▶ _YOUR OBJECTIVE_: Copy out all of the data below exactly, so that no word differs from the original.

Point localization data
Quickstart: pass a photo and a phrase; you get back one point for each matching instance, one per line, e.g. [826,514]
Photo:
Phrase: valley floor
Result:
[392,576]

▶ _ANSWER TO THIS EXERCISE_:
Quickstart: pass a photo and a phrase; you get back one point for each matching instance, one per line, e.g. [826,514]
Photo:
Phrase: valley floor
Result:
[392,576]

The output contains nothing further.